======== Passage shown

Another discount retailer that has been immune to the online retail revolution is Costco Wholesale Corporation (COST:USA).
While Dollar Tree specializes as a dollar store, Costco is a wholesale retailer known for its membership-only business model.
This business model is similar to the Software-as-a-Service (SaaS) model. To recap, the SaaS model is basically a rental service where the user periodically pays for the authorization to use a software. It’s used by some of the biggest tech companies such as Adobe (ADBE) and Atlassian (TEAM).
However, these types of subscription-based models aren’t strictly exclusive to software companies. Gaming companies such as Activision Blizzard (ATVI) have adopted this model as well, and now, Costco.
Specifically, Costco offers a basic or executive membership plan for consumers and businesses, which costs $60 and $120 per year, respectively.
With subscription-based models, businesses will likely be able to reduce volatility in their revenues and enjoy customer loyalty, mostly because they’re essentially tied to the company’s product for a set period—Costco gets these benefits.
The company’s fee of just $60 per year (or $5 per month) provides a barrier of entry that’s low enough for customers to pay regardless of whether or not they’ll regularly use it.

================

• Work to complete:
[a] Reproduce the Costco passage word for word, everything from "Specifically, Costco offers" down to "regularly use it.".
[b] List every stock ticker symbol that appears in the Costco passage.
[c] Pick up the passage on Costco's membership model and continue writing it after its final sentence.

======== Given information

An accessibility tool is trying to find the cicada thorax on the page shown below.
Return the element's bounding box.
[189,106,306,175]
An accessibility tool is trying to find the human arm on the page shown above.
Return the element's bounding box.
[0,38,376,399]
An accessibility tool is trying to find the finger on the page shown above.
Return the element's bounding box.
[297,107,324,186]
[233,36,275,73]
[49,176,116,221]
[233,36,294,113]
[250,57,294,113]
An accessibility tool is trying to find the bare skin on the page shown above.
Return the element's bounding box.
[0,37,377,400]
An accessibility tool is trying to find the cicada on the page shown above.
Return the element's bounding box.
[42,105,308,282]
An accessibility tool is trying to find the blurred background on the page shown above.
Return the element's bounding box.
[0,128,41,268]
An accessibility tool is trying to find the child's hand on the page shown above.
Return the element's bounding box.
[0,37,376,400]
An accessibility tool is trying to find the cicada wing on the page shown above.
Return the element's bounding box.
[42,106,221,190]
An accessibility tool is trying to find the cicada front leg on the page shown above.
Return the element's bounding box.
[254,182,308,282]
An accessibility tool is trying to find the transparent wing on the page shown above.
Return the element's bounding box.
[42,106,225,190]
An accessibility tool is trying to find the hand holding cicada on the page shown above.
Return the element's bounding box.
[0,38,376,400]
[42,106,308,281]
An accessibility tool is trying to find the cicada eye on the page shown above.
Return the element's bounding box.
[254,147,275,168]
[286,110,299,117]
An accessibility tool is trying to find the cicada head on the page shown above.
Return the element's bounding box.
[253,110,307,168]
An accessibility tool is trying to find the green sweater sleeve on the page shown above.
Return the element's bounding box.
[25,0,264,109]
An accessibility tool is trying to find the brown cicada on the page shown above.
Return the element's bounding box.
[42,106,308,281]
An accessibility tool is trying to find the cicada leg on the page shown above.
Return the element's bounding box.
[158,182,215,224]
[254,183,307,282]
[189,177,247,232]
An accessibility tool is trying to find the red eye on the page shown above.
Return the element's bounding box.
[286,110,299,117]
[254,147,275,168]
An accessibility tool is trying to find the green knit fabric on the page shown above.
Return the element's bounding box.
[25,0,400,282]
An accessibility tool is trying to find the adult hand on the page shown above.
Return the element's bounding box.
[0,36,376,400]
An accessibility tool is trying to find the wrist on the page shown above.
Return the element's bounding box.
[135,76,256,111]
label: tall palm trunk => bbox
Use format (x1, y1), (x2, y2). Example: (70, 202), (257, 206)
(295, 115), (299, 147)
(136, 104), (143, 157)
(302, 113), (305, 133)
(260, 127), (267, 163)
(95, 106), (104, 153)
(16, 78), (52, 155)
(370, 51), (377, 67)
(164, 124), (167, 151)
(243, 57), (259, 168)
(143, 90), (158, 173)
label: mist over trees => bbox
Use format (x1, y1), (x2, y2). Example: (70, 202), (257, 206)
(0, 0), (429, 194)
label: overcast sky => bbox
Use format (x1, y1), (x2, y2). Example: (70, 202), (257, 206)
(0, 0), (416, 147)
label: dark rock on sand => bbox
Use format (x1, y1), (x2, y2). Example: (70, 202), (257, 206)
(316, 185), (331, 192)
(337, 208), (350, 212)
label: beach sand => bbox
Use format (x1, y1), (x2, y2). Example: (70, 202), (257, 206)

================

• Answer set:
[a]
Specifically, Costco offers a basic or executive membership plan for consumers and businesses, which costs $60 and $120 per year, respectively.
With subscription-based models, businesses will likely be able to reduce volatility in their revenues and enjoy customer loyalty, mostly because they’re essentially tied to the company’s product for a set period—Costco gets these benefits.
The company’s fee of just $60 per year (or $5 per month) provides a barrier of entry that’s low enough for customers to pay regardless of whether or not they’ll regularly use it.

[b] COST:USA, ADBE, TEAM, ATVI

[c]
Furthermore, while the membership gets their customers’ foot through the door, Costco’s wholesale products are what keeps them in. Members, especially families, enjoy shopping in Costco stores because they sell their merchandise in bulk quantities, and more importantly, at discounted prices.
Costco has a wide range of products, from high-quality food to appliances to brand-name merchandise. The company also offers its own label, Kirkland Signature, to its customers, which produces a variety of segments grocery items, organic food, hardware, and health products, among others.
Currently, Costco has more than 800 warehouses worldwide and about 105 million memberships, reaching a renewal rate of 91% in the US and Canada and 88% worldwide at the end of 2020.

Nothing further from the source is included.